Unfortunately all of the alternative groups to scouts around here don't appeal to DS or are too far a drive to be practical for us.
post #11 of 46
I agree that I am not happy with the Boy Scouts of America's stance on certain issues. I avoided it because of this. This year friends of my son asked him to join. I personally know both dads who run their pack. There are only 8 boys in their pack and we know them all. We signed up. We will see how it goes.

I had a friend in another state who signed up both her sons. One had a great pack and a great experience. The other had a not so great pack and a not so great experience. It totally depends on who is involved locally.
post #12 of 46
My ds has been involved with the cub scouts for one year now and he loves it. I can't say enough about how great of an experience it has been for us (lots of family wide activities--not just the boys and dads). Dh enjoys it as well-so much so that he is volunteering to be a leader this year.
post #13 of 46
Just a quick question, I emailed our local chapter? of boy scouts, it seems all the meetings (groups) are held at 'chruches'... Please forgive my ignorance... are the boy scouts tied to religion? Maybe I am handicapped on the website but it seems to be lacking tons of info. scouting.org whatever seems to have general info and tons of fluff but nothing specific to it.

Raw records:

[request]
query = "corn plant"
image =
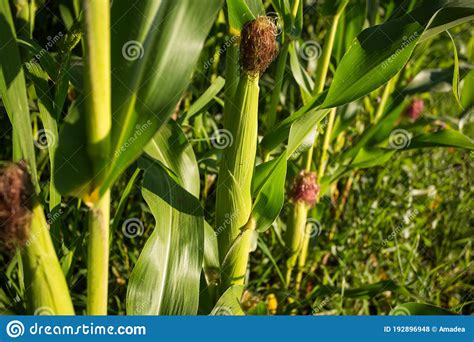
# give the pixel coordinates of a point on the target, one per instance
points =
(127, 90)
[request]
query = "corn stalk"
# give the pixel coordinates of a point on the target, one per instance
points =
(234, 224)
(296, 237)
(98, 121)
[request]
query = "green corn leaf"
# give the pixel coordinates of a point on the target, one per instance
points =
(171, 147)
(158, 276)
(49, 135)
(229, 303)
(211, 254)
(242, 11)
(155, 45)
(300, 75)
(268, 191)
(456, 78)
(166, 278)
(205, 99)
(13, 89)
(419, 309)
(380, 52)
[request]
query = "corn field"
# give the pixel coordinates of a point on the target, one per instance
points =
(238, 157)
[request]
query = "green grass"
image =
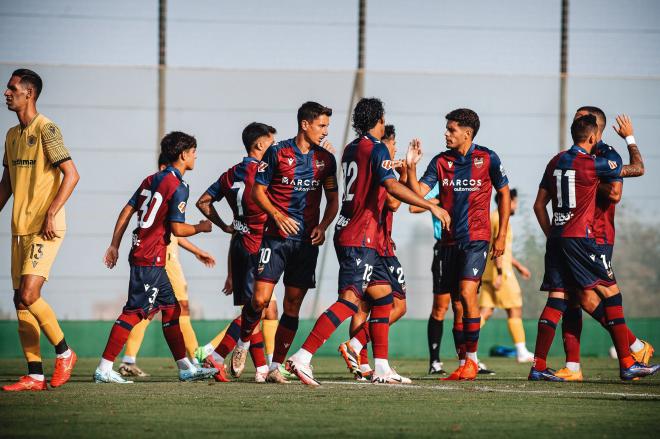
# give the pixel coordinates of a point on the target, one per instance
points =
(505, 405)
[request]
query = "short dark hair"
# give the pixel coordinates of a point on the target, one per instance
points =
(513, 192)
(309, 111)
(30, 79)
(253, 131)
(367, 113)
(600, 114)
(465, 117)
(174, 143)
(389, 132)
(583, 127)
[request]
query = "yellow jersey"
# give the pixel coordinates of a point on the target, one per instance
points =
(507, 257)
(32, 156)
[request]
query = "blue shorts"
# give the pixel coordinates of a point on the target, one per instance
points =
(394, 275)
(456, 262)
(149, 290)
(576, 263)
(360, 267)
(243, 269)
(296, 259)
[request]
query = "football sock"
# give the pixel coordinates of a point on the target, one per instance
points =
(379, 326)
(618, 329)
(189, 337)
(269, 328)
(231, 338)
(249, 320)
(118, 336)
(517, 330)
(471, 331)
(45, 315)
(547, 326)
(135, 340)
(459, 338)
(172, 331)
(327, 323)
(28, 333)
(257, 350)
(434, 330)
(286, 332)
(571, 329)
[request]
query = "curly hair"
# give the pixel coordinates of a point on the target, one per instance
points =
(465, 118)
(366, 115)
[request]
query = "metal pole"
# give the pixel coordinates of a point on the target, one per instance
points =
(356, 94)
(162, 52)
(563, 74)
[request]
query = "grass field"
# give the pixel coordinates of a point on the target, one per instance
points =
(504, 405)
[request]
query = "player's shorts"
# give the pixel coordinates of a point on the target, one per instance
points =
(32, 254)
(295, 259)
(177, 279)
(359, 268)
(508, 296)
(149, 289)
(456, 262)
(243, 269)
(572, 263)
(394, 274)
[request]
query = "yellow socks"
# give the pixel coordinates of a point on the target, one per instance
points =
(45, 315)
(269, 330)
(189, 337)
(516, 329)
(28, 333)
(135, 340)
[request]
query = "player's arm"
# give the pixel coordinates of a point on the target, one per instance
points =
(202, 256)
(542, 199)
(205, 205)
(625, 130)
(112, 253)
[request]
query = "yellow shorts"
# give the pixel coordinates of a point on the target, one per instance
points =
(177, 279)
(31, 254)
(508, 296)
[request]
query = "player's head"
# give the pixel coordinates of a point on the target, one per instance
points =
(369, 116)
(258, 137)
(389, 139)
(514, 199)
(313, 121)
(462, 127)
(23, 89)
(584, 131)
(179, 148)
(601, 120)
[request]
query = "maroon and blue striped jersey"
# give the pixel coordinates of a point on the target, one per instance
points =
(605, 209)
(366, 164)
(465, 184)
(235, 186)
(160, 200)
(295, 182)
(572, 178)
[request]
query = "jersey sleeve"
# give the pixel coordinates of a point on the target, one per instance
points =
(497, 174)
(606, 168)
(53, 145)
(381, 164)
(266, 167)
(177, 205)
(430, 177)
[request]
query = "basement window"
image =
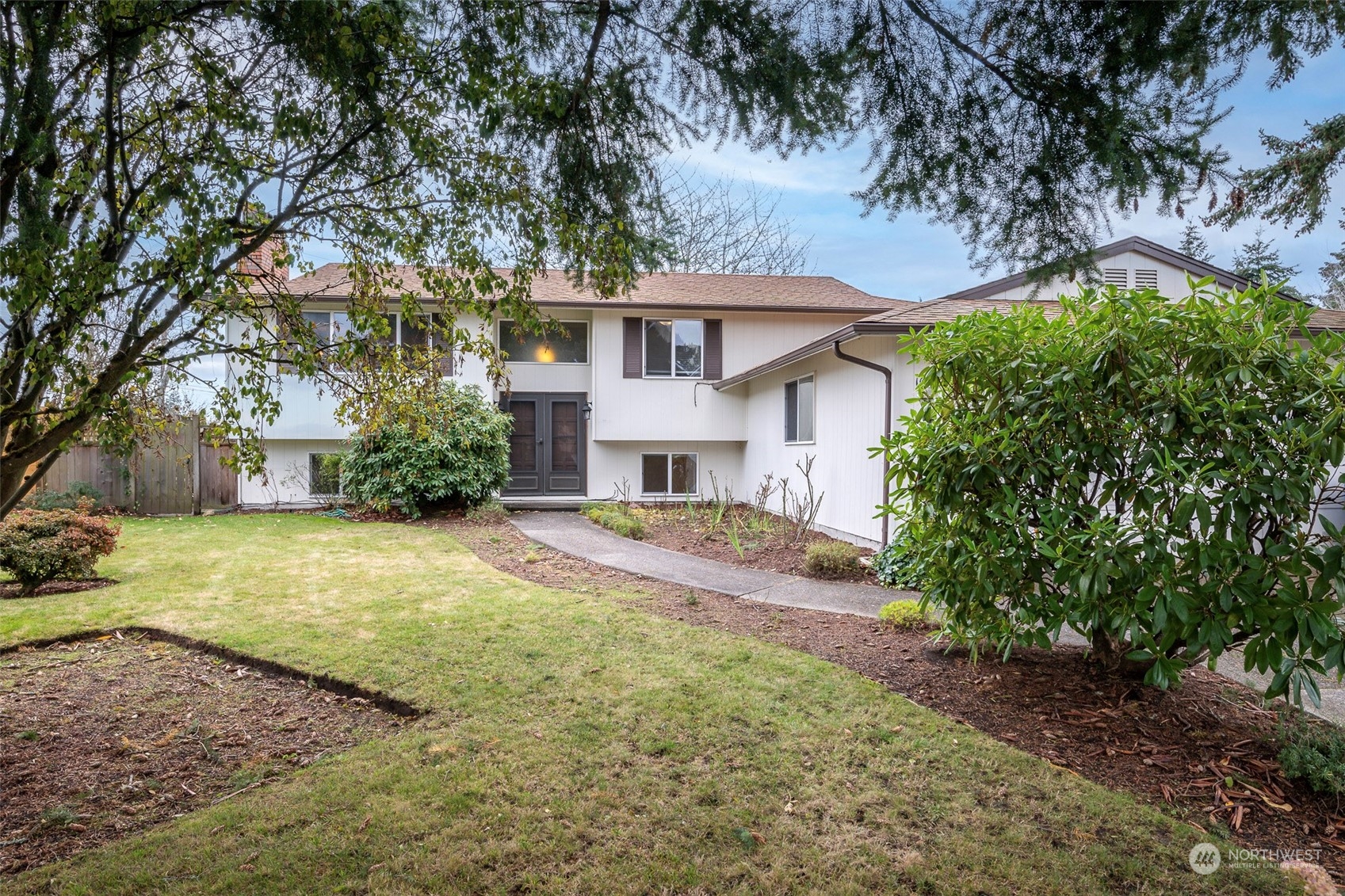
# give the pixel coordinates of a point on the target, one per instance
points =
(669, 474)
(798, 410)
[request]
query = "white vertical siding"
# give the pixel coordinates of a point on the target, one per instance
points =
(849, 423)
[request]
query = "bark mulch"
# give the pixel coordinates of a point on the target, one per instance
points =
(105, 736)
(772, 548)
(1204, 753)
(11, 589)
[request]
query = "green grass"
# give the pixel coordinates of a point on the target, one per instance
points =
(577, 744)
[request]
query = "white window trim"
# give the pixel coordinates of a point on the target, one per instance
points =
(322, 494)
(812, 376)
(669, 456)
(588, 346)
(644, 347)
(395, 315)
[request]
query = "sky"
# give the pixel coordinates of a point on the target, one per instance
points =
(908, 257)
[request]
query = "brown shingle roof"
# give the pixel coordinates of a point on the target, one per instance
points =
(724, 292)
(918, 315)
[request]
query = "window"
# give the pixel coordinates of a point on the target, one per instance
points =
(324, 474)
(1146, 279)
(674, 347)
(669, 475)
(1115, 277)
(565, 343)
(330, 326)
(798, 410)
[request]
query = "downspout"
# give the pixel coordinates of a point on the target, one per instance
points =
(887, 420)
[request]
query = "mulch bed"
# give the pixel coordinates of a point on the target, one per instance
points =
(11, 589)
(106, 736)
(1204, 753)
(670, 526)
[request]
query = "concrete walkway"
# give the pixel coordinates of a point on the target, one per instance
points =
(573, 535)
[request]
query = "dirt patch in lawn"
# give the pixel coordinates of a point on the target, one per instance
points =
(768, 547)
(1204, 753)
(102, 736)
(13, 589)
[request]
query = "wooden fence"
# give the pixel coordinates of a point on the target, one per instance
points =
(177, 474)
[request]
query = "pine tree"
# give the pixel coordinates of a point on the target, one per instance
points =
(1260, 258)
(1333, 280)
(1194, 244)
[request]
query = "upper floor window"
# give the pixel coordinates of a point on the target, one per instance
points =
(798, 410)
(674, 347)
(564, 343)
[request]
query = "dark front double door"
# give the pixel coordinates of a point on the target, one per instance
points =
(549, 443)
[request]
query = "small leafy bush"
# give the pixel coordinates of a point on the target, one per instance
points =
(831, 559)
(623, 525)
(904, 614)
(67, 499)
(457, 456)
(897, 566)
(1148, 471)
(1317, 755)
(38, 547)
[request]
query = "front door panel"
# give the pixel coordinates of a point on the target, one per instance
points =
(525, 445)
(548, 447)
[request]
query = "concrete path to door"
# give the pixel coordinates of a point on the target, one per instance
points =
(573, 535)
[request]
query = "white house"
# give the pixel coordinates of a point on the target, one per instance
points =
(694, 381)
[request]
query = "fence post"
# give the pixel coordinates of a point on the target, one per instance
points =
(194, 459)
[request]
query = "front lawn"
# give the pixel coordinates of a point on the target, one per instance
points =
(577, 744)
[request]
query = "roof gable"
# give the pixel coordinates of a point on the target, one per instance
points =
(712, 292)
(1148, 248)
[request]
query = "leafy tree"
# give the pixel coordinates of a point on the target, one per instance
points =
(457, 456)
(1260, 258)
(1144, 471)
(1030, 124)
(1194, 244)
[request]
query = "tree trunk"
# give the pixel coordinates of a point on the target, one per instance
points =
(1109, 654)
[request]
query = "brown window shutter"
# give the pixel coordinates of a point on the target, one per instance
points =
(632, 353)
(713, 350)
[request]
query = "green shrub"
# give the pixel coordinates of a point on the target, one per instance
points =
(897, 566)
(1316, 753)
(38, 547)
(457, 458)
(67, 499)
(621, 524)
(830, 559)
(904, 614)
(1142, 470)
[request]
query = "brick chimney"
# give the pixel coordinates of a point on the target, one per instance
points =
(262, 261)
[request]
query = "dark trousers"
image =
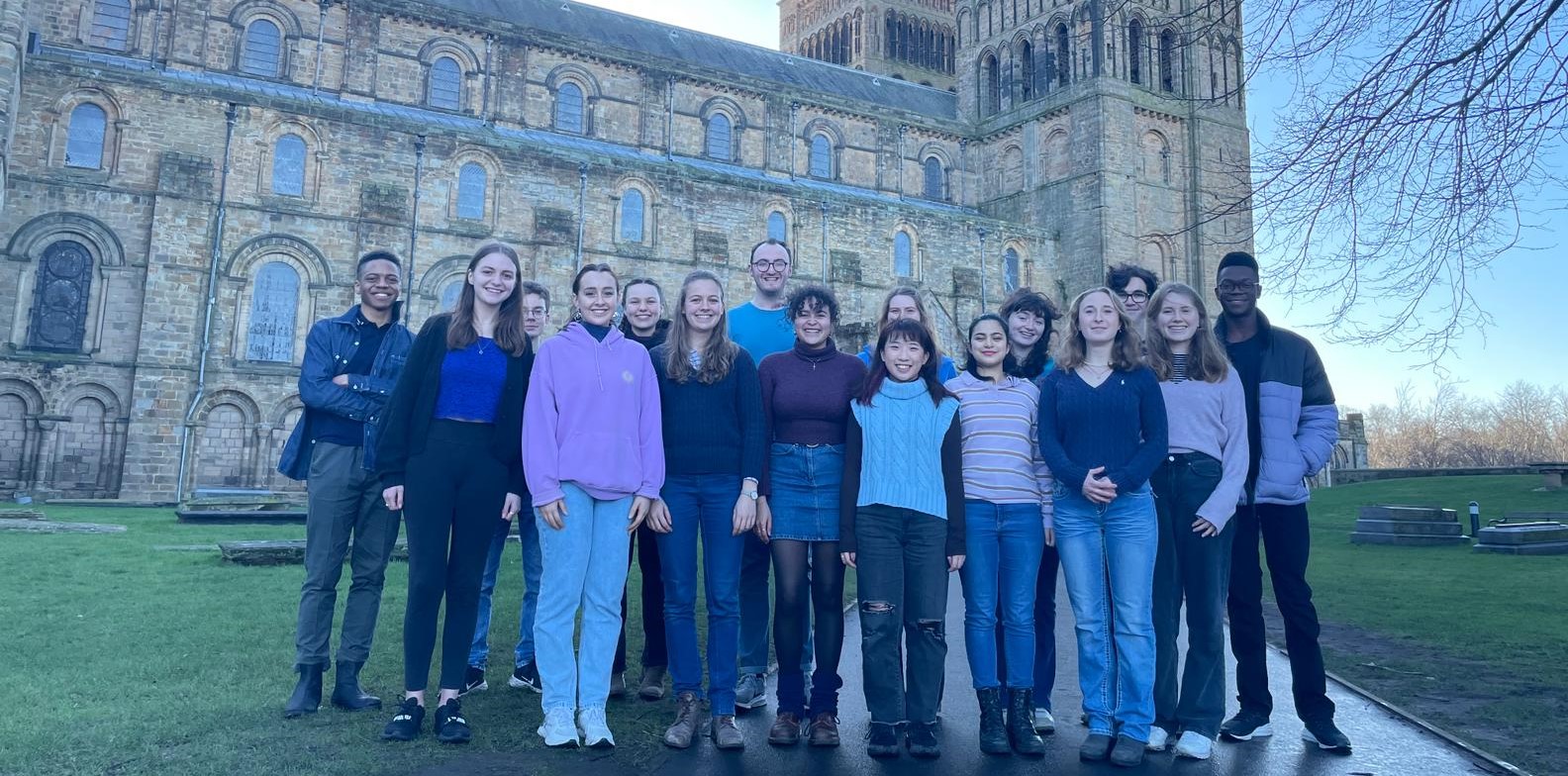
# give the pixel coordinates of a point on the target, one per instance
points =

What this task involves: Render this sentence from the scouting discussion above in Spanish: "There are only 8 boys in their pack and we know them all."

The solution: Solo hay 8 niños en su manada y los conocemos a todos.